§ **Material provided**:

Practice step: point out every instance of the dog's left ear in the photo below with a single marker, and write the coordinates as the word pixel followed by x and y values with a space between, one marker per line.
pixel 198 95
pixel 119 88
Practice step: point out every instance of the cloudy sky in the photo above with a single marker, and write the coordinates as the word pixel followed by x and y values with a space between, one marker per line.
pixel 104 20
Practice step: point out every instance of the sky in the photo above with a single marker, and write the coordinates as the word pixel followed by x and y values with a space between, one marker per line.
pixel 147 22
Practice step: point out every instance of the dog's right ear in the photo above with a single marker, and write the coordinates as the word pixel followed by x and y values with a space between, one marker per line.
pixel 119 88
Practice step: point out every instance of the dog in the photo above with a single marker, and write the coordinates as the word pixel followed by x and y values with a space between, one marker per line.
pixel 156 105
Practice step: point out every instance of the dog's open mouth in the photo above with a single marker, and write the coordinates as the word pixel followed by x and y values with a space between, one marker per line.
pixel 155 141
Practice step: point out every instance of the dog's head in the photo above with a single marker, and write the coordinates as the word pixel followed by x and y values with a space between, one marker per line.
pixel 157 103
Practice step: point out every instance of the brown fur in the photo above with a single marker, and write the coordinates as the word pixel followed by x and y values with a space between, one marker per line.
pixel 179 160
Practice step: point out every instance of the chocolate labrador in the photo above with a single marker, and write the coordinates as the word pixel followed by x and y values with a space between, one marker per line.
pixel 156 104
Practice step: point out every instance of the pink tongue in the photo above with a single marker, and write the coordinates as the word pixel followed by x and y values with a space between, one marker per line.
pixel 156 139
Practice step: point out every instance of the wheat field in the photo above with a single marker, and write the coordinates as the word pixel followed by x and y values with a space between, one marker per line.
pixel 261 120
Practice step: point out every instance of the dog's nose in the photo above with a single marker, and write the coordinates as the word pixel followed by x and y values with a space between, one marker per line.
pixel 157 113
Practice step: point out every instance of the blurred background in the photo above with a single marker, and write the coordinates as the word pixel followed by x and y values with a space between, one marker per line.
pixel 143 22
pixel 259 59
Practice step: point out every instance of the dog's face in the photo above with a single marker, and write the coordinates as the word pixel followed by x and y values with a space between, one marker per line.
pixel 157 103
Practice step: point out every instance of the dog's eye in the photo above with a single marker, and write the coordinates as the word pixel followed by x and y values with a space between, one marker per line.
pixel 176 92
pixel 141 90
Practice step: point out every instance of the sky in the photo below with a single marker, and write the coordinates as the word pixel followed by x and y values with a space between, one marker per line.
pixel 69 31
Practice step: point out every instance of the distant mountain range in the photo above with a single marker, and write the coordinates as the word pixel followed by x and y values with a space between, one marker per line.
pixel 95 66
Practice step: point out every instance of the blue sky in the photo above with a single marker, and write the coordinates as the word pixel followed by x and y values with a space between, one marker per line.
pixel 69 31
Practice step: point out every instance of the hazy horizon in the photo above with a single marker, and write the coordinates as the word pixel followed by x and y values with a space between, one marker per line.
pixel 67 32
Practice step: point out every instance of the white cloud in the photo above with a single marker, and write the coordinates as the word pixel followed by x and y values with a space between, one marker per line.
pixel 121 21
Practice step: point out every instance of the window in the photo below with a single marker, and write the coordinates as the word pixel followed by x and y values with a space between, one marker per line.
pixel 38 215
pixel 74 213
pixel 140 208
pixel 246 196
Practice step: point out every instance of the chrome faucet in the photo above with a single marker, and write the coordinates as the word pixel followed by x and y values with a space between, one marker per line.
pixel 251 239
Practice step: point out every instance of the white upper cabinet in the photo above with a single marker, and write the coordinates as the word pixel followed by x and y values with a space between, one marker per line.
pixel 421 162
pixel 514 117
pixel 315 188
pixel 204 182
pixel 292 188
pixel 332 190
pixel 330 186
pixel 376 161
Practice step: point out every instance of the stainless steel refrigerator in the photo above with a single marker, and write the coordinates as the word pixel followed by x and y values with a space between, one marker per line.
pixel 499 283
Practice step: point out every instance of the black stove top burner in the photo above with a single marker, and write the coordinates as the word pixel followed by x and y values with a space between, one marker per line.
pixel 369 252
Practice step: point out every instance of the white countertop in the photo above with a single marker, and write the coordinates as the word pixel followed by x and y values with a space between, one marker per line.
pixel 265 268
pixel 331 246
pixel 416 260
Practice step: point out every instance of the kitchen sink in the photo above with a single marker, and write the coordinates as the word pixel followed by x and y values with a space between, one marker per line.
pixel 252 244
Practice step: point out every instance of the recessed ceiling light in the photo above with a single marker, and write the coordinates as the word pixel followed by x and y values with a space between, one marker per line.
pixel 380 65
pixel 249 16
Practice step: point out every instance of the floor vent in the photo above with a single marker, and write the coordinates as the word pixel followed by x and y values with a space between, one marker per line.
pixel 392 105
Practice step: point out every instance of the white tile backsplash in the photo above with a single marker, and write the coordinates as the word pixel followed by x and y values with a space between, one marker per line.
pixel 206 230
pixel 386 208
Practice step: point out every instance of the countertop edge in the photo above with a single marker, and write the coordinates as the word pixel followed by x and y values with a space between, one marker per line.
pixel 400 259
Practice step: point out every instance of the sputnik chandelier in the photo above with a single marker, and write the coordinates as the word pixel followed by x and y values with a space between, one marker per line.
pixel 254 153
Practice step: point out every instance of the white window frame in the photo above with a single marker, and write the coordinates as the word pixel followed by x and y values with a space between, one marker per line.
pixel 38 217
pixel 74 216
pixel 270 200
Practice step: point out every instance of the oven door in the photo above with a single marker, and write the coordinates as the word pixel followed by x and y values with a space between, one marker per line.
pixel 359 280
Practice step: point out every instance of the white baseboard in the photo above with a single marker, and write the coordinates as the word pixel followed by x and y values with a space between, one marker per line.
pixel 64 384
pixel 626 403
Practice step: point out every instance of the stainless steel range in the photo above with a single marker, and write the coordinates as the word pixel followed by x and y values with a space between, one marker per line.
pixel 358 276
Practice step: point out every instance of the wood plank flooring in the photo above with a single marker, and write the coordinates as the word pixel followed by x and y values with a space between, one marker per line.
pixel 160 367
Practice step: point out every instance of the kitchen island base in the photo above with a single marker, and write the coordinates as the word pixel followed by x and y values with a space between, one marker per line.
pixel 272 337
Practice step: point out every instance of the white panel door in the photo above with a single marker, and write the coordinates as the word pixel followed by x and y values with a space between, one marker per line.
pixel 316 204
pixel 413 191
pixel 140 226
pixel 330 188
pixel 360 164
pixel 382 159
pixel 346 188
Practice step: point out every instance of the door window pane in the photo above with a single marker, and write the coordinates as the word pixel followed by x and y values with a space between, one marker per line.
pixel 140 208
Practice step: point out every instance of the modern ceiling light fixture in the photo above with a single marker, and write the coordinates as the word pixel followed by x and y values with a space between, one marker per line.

§ **Aim of the task**: Reproduce all of the data above, replacing each occurrence of "Practice step" with "Exercise" and leaving every other part unchanged.

§ **Answer for the task**:
Exercise: point out every instance of the dog's left ear in the photo below with a single marker, and write the coordinates as the word pixel followed by x and y values with a space between, one marker per line.
pixel 198 95
pixel 119 88
Exercise: point out every instance of the cloudy sky in the photo above with a single marker, and write the coordinates as the word pixel followed by x and y values with a space between, one marker per line.
pixel 104 20
Exercise: point out every instance of the sky in the photo above with a single marker, and write the coordinates as the word pixel followed by x and y values with a space between, one marker per line.
pixel 147 22
Exercise: point out every instance of the dog's right ear in the photo above with a single marker, and write the coordinates as the word pixel followed by x and y values with a space between, one marker per line.
pixel 119 88
Exercise: point out every instance of the dog in the photo above with a single marker, and write the coordinates as the word pixel followed by x and y values with a space between, one marker per line.
pixel 156 105
Exercise: point out every instance of the dog's open mouth in the photo above with a single marker, and write the coordinates as the word pixel followed by x and y values with a space between, one marker per line.
pixel 155 141
Exercise: point out every instance of the dog's head in the photo above with a single marker, and write the coordinates as the word pixel followed by x and y values with a space between, one marker per line.
pixel 157 103
Exercise: point out every instance of the brown fur in the photo above with a single marker, and write the coordinates as the word pixel followed by x and y values with a space between, one marker per line.
pixel 179 160
Exercise: point out every instance of the chocolate labrador in the photo above with a single marker, and write the coordinates as the word pixel followed by x and y values with a space between, one marker per line.
pixel 156 104
Exercise: point out every instance of the pink tongue in the photo above with a single marker, and write the coordinates as the word pixel followed by x and y values with a space between, one marker per line.
pixel 156 139
Exercise: point out every instance of the wheat field in the photo above with a single marker, and write the coordinates as the word pixel followed by x and y values with a space between, one marker per line.
pixel 261 120
Exercise: point out every instance of the dog's nose in the photo above with a single marker, and write the coordinates as the word pixel followed by x and y values with a space between, one marker per line.
pixel 157 113
Exercise: point out every instance of the blurred background in the photo above with a single marker, and write the coordinates as the word pixel followed by x and y values with a space between, one marker per line.
pixel 143 22
pixel 259 59
Exercise: point out every instance of the dog's face in the photo above with a single marker, and write the coordinates as the word pixel followed by x and y values with a space between, one marker per line.
pixel 157 103
Exercise: point out every instance of the dog's eye in the photo above with a single marker, and write the coordinates as the word pixel followed by x and y values with a space between, one marker per line.
pixel 176 92
pixel 141 90
Exercise: point out every instance of the sky in the photo below with a single marker, and write the coordinates as the word pixel followed by x and y values with a space between, one marker per line.
pixel 69 31
Exercise: point out every instance of the distant mountain range in the photo above with a single marker, and write the coordinates as the word pixel followed by x and y values with a space between, one marker per line.
pixel 95 66
Exercise: point out every instance of the blue sky in the photo above with a single marker, and write the coordinates as the word pixel followed by x and y values with a space between, one marker per line.
pixel 69 31
Exercise: point out every instance of the hazy horizon in the photo above with a single marker, and write the coordinates as the word pixel followed by x and y values with a space between, one marker per line.
pixel 67 32
Exercise: point out every instance of the white cloud in the photo above with a single marker, and write the coordinates as the word pixel followed by x and y values with a space between, one marker per line.
pixel 121 21
Exercise: point out every instance of the window in the photo below with a single marker, and write the coordinates as the word pixel followed by x and y values with a space between, one marker per line.
pixel 38 215
pixel 74 213
pixel 140 208
pixel 246 196
Exercise: point out every instance of the chrome faucet in the photo above with a single marker, and write the coordinates as the word pixel followed by x and y values with a space between, one marker per line.
pixel 251 239
Exercise: point out every instance of the white upper cabinet in the photo above with a single marker, and write the coordinates as the word pixel followed by x and y values with a space between, one marker per line.
pixel 421 162
pixel 514 117
pixel 315 188
pixel 204 182
pixel 292 188
pixel 332 190
pixel 330 186
pixel 376 161
Exercise: point out every instance of the stainless steel refrigerator in the photo above with a single marker, and write the coordinates as the word pixel followed by x and y values with a space between, one marker per line.
pixel 499 283
Exercise: point out every instance of the black stove top burner in the photo above with a single marker, and write the coordinates as the word pixel followed by x and y values with a space between, one marker per line.
pixel 369 252
Exercise: point out every instance of the white countertop in the photo above with a single marker, and write the coordinates as the word pixel followed by x and y values with a space between, one marker per line.
pixel 265 268
pixel 331 246
pixel 416 260
Exercise: point out every instance of the kitchen sink in the photo above with a single marker, and write the coordinates as the word pixel followed by x and y values with a space between, one marker per line.
pixel 252 244
Exercise: point out every instance of the recessed ceiling light in the photo above with a single marker, and write the coordinates as the word pixel followed by x and y values with a space between, one marker per line.
pixel 380 65
pixel 249 16
Exercise: point out every instance of the floor vent in the photo above with a single marker, and write the coordinates as the word pixel followed by x and y values with a space between, one marker per line.
pixel 392 105
Exercise: point out every instance of the white tile backsplash in the photo above with a single marker, and write the coordinates as the word pixel followed by x and y values with a space between, one marker per line.
pixel 206 230
pixel 386 208
Exercise: point out every instance of the countertop edge in the photo above with a single marker, and write the coordinates as the word pixel followed by x and y values with a space between, one marker per line.
pixel 400 259
Exercise: point out every instance of the sputnik chandelier in the photo above with a single marker, and write the coordinates as the word pixel followed by x and y values with a space between, one marker per line.
pixel 254 153
Exercise: point out every instance of the white window frame in the photo above with a single marker, and write the coordinates as the word pixel followed by x and y values with a space between, one marker per line.
pixel 38 217
pixel 74 216
pixel 270 200
Exercise: point out every instance of the oven door in the photo above with a single marker, and write the coordinates as the word pixel followed by x and y values with a space between, one marker per line.
pixel 359 280
Exercise: point out every instance of the white baseboard in the photo above with a single marker, and write the coordinates as the word pixel followed by x and y values with a space between, one marker per line.
pixel 64 384
pixel 626 403
Exercise: point out every instance of the stainless steel range in the photo above with a single marker, and write the coordinates as the word pixel followed by x and y values with a space between, one marker per line.
pixel 358 276
Exercise: point out every instance of the wood plank flooring in the photo above with a single marker, and write the coordinates as the word pixel followed by x and y values with a space between, one marker per line.
pixel 160 367
Exercise: point out every instance of the kitchen island base in the photo above with a single marker, and write the coordinates as the word pixel followed by x and y values with a space between, one marker per line.
pixel 272 337
Exercise: point out every instance of the white panel door in the photo above with a single marker, and write the coordinates as the word pixel followed by x and y values with a space between, one marker per line.
pixel 316 204
pixel 413 191
pixel 140 226
pixel 330 188
pixel 360 164
pixel 382 159
pixel 346 188
Exercise: point out every instance of the door window pane in the photo above with a single marker, and write the coordinates as the word pixel followed by x and y values with a space between, one marker per line.
pixel 140 208
Exercise: point out every instance of the modern ceiling light fixture in the photo above with a single marker, and write the coordinates as the word pixel followed by x and y values with a space between, one marker per line.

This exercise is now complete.